**** Extract provided ****
Learning while playing
It’s a continuing research into movement that is obviously close to Vantournhout’s heart and that he wants to continue to explore in his next production, the site specific project Screws. He is also toying with the idea of starting a movement school. Maybe even in his own studio, The Wood Cube in Roeselare. “It may be for a little ways down the line. Perhaps in three years I will stop performing altogether, maybe I’ll continue until I am eighty, but it’s true: I would like to start a movement school that goes beyond particular disciplines. I am already coaching athletics for people in top sport. In the research that happens, sport is in many ways far more creative and inventive than the arts. How can you apply choreographic principals to something like volleyball? I examined the question together with a local team. And I am giving lessons to physiotherapists. A physiotherapist can revalidate a damaged knee to perfection, but doesn’t consider how to get the patient to walk better in the first place. They are taught to treat symptoms, but not to think in alternatives for the source of the problem.”
He also continues to think about circus: “I find it problematic that circus education programs are at the same time very specific and much too general in the disciplines they combine. Jugglers, acrobats, clowns and trapeze artists all get their training at the same circus school and each year they get thrown together for an end presentation. I am convinced that a juggler would learn to juggle better in a juggling school, or a dance school, than in a circus school.”
**** Supplied information ****
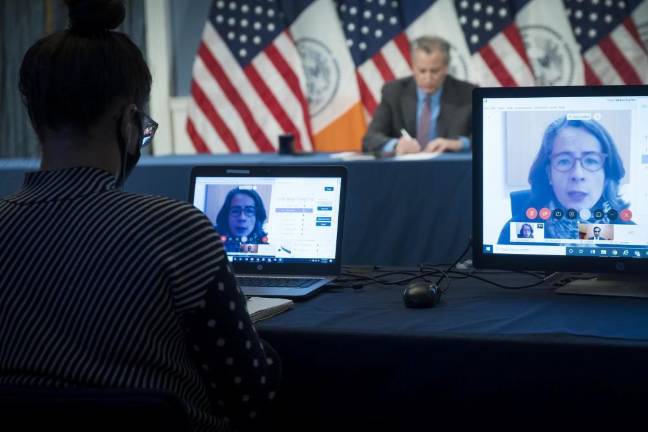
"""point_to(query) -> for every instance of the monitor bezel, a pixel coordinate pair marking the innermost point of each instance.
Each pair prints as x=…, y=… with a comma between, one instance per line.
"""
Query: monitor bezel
x=316, y=269
x=548, y=263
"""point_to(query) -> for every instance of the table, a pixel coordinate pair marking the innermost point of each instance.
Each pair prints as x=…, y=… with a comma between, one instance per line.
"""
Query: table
x=397, y=213
x=485, y=355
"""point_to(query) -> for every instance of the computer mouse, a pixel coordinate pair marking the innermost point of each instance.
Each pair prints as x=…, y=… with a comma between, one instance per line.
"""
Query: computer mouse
x=421, y=294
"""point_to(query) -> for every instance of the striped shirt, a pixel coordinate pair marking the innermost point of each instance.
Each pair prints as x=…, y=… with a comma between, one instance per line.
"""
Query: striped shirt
x=103, y=288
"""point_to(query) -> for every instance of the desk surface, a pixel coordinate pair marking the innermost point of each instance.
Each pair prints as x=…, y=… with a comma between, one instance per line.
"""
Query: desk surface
x=361, y=356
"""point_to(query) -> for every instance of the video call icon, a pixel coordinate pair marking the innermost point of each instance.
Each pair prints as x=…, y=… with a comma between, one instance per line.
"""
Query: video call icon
x=626, y=215
x=532, y=213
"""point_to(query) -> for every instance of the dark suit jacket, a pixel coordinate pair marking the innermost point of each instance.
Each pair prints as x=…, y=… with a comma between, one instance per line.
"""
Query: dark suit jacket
x=397, y=110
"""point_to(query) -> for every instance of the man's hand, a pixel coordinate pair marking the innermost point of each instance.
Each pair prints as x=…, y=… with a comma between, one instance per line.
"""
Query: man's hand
x=442, y=145
x=407, y=145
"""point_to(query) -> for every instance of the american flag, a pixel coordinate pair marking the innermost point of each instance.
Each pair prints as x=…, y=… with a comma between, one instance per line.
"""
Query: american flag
x=611, y=47
x=497, y=49
x=378, y=44
x=247, y=86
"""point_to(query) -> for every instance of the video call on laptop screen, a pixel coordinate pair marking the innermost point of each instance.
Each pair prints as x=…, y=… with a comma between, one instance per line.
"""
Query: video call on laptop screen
x=565, y=176
x=271, y=219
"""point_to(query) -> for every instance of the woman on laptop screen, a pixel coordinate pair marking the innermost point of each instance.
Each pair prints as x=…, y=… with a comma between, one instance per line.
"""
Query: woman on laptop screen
x=575, y=176
x=241, y=220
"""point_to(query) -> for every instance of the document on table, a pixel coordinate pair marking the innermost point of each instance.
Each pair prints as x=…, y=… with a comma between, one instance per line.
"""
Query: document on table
x=261, y=308
x=417, y=156
x=352, y=156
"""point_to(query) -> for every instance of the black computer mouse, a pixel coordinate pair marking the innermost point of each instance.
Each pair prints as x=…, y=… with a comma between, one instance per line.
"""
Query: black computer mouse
x=421, y=294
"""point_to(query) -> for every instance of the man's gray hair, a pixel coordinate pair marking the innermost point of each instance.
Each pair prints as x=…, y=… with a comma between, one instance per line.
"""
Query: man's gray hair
x=429, y=44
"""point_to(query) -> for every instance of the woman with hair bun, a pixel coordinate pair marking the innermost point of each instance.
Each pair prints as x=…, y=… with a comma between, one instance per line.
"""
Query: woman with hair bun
x=104, y=288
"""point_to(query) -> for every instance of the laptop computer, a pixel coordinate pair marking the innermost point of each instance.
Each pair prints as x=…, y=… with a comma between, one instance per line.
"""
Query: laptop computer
x=281, y=224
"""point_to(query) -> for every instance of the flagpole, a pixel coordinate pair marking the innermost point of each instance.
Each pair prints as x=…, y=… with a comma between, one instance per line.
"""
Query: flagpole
x=158, y=49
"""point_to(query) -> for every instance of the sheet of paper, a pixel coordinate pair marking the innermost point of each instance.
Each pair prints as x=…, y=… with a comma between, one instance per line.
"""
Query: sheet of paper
x=417, y=156
x=352, y=156
x=261, y=308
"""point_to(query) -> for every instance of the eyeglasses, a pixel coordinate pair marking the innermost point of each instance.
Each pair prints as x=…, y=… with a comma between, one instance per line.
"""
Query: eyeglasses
x=590, y=161
x=249, y=211
x=149, y=126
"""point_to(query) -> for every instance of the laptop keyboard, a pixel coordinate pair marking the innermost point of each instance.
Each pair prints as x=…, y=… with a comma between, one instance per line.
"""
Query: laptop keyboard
x=276, y=282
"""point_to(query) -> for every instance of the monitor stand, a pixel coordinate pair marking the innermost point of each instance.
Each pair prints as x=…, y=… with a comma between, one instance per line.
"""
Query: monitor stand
x=608, y=285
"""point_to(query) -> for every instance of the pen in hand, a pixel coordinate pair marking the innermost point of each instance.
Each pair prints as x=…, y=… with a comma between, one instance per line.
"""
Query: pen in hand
x=404, y=134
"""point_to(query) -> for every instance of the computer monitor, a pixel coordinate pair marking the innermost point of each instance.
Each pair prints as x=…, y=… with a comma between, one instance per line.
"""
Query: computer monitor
x=559, y=176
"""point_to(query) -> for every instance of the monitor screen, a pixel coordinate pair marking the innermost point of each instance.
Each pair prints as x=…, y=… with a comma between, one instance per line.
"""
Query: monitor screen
x=560, y=177
x=273, y=219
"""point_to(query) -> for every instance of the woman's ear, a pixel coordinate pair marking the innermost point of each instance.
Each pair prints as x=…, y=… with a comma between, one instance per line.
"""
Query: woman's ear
x=129, y=128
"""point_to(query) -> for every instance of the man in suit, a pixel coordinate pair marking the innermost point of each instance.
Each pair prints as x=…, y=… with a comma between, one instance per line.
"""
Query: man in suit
x=597, y=234
x=434, y=108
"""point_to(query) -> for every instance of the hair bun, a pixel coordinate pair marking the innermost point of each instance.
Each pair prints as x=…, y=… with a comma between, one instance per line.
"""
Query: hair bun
x=95, y=16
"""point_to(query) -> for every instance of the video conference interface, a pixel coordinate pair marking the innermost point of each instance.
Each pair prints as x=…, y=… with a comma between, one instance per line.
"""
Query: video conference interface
x=565, y=176
x=273, y=220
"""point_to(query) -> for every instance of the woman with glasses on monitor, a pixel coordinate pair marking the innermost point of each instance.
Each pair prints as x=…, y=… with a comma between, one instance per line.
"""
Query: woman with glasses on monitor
x=241, y=219
x=105, y=288
x=577, y=171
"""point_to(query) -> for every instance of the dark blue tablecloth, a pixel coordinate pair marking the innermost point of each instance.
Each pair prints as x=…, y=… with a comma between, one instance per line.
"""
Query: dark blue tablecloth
x=485, y=356
x=397, y=213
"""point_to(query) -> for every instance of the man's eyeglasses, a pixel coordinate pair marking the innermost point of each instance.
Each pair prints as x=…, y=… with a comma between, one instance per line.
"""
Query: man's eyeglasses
x=249, y=211
x=149, y=126
x=590, y=161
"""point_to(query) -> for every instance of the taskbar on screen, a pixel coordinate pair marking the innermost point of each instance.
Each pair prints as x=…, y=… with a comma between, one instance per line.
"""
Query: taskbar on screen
x=614, y=251
x=272, y=259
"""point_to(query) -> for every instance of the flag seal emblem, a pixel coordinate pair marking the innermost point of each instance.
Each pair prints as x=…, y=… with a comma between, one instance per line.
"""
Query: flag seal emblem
x=552, y=60
x=322, y=73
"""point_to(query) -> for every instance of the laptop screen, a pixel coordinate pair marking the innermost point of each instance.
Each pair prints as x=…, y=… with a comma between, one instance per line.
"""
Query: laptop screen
x=290, y=220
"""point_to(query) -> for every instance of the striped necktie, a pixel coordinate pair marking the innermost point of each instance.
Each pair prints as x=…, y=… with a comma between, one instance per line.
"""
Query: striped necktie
x=423, y=129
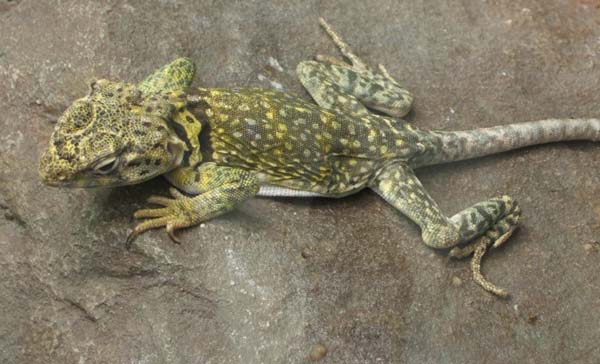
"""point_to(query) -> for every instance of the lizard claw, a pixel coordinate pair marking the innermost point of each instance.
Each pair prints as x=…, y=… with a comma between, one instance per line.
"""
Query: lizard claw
x=173, y=215
x=171, y=232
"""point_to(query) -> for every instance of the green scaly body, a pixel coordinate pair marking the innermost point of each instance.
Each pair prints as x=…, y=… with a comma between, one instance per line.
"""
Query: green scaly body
x=222, y=147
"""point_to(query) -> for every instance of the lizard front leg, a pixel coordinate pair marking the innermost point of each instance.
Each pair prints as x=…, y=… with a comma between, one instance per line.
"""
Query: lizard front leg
x=471, y=231
x=217, y=190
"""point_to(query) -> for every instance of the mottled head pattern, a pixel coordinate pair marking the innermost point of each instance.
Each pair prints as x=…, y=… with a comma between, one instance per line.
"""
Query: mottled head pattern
x=116, y=135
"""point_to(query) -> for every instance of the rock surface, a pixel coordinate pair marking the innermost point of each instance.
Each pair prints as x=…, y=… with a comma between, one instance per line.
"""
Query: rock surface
x=283, y=281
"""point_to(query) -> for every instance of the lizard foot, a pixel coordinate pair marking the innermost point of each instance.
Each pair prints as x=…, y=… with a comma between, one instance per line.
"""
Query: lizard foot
x=494, y=237
x=175, y=214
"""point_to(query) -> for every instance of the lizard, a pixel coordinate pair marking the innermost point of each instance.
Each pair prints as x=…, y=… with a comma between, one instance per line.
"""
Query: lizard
x=220, y=147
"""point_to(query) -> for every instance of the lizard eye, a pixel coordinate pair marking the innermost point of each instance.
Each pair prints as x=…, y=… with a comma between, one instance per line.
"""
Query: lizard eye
x=106, y=166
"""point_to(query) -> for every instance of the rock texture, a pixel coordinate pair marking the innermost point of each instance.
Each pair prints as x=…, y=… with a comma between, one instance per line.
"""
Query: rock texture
x=283, y=281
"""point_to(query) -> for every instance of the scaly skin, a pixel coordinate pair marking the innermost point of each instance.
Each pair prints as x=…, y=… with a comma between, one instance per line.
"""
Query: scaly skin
x=222, y=147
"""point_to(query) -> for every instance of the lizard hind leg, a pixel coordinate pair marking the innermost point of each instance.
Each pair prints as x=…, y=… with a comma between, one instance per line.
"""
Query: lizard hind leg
x=470, y=231
x=350, y=88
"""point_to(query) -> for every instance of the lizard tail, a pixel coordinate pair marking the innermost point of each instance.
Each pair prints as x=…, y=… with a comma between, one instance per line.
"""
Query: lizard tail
x=458, y=145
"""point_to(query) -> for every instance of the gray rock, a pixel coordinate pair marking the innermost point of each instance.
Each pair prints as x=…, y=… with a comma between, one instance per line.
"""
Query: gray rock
x=281, y=280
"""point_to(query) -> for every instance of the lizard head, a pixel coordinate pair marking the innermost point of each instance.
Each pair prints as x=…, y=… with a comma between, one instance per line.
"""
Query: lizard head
x=116, y=135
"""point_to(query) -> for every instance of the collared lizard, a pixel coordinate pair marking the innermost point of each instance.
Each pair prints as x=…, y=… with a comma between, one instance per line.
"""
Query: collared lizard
x=221, y=147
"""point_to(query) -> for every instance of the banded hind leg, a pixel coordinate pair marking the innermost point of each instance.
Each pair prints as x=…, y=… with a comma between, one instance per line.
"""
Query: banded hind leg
x=350, y=88
x=471, y=231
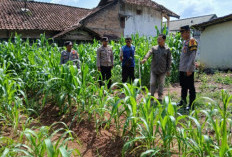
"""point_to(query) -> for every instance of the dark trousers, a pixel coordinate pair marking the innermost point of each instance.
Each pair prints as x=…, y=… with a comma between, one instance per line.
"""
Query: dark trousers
x=128, y=72
x=187, y=84
x=105, y=75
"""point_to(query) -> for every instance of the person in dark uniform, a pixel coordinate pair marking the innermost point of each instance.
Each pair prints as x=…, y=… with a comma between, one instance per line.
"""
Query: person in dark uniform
x=105, y=61
x=128, y=62
x=69, y=55
x=187, y=68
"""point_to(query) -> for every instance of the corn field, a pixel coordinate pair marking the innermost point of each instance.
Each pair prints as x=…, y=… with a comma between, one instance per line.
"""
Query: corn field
x=31, y=78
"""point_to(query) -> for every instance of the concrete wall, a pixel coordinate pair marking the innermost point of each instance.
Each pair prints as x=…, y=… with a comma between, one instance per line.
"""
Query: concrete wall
x=216, y=46
x=31, y=34
x=106, y=22
x=77, y=35
x=145, y=23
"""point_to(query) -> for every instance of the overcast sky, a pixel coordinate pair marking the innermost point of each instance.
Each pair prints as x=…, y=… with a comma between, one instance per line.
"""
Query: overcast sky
x=184, y=8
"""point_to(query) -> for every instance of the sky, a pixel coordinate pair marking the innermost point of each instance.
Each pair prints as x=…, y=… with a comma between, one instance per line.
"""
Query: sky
x=184, y=8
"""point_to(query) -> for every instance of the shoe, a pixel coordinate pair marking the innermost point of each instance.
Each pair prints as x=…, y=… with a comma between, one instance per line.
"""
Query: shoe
x=181, y=103
x=190, y=107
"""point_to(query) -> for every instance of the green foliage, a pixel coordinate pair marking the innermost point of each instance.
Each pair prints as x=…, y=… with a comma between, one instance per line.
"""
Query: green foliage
x=31, y=78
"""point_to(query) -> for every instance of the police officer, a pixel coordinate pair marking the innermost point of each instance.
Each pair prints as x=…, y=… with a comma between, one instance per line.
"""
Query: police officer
x=69, y=55
x=187, y=67
x=128, y=62
x=160, y=65
x=105, y=61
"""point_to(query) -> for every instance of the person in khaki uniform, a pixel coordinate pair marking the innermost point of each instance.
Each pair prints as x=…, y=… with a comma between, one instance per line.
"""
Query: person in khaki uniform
x=105, y=61
x=69, y=55
x=160, y=66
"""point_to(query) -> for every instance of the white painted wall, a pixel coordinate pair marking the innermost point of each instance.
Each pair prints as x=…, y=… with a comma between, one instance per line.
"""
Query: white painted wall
x=145, y=23
x=216, y=46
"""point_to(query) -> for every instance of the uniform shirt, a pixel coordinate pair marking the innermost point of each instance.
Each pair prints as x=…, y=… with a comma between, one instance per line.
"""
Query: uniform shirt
x=161, y=59
x=188, y=55
x=127, y=52
x=105, y=56
x=70, y=56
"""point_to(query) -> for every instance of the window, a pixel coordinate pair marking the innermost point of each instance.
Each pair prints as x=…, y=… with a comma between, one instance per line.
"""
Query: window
x=122, y=22
x=139, y=12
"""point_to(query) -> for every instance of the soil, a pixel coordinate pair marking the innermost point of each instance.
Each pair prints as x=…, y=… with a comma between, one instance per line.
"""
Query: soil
x=105, y=142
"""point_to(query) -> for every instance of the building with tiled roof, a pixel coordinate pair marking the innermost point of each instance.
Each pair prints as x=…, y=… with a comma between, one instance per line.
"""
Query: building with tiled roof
x=112, y=18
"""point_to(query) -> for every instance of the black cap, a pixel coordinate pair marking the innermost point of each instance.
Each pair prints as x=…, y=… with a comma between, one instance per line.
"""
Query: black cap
x=105, y=39
x=184, y=28
x=67, y=43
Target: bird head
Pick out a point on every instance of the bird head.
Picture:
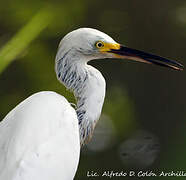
(89, 44)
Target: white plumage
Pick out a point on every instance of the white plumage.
(40, 139)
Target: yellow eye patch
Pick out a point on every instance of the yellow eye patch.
(104, 47)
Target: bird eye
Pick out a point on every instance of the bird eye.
(99, 44)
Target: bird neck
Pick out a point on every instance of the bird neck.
(88, 86)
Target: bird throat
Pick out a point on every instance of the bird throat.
(88, 86)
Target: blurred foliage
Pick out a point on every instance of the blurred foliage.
(139, 96)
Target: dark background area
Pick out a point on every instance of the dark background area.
(139, 96)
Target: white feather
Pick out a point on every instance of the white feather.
(36, 140)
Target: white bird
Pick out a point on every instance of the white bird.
(40, 139)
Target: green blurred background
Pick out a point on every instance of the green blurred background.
(139, 96)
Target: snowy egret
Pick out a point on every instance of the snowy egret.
(40, 139)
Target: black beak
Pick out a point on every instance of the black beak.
(133, 54)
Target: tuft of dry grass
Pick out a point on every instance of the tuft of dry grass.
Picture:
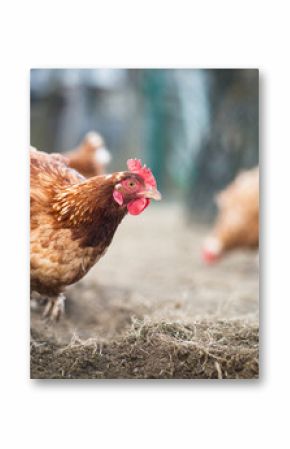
****
> **What needs to be done**
Do these statements agree with the text about Vantournhout's movement research? For each, answer yes or no and quote the words of the text that decide it.
1. Vantournhout's next production, Screws, is a site-specific project.
2. He explored choreographic principles in volleyball with a national team.
3. He believes a juggler learns to juggle best at a circus school.
Answer from the text alone.

> **Task output**
1. Yes: "his next production, the site specific project Screws"
2. No: "I examined the question together with a local team."
3. No: "a juggler would learn to juggle better in a juggling school, or a dance school, than in a circus school."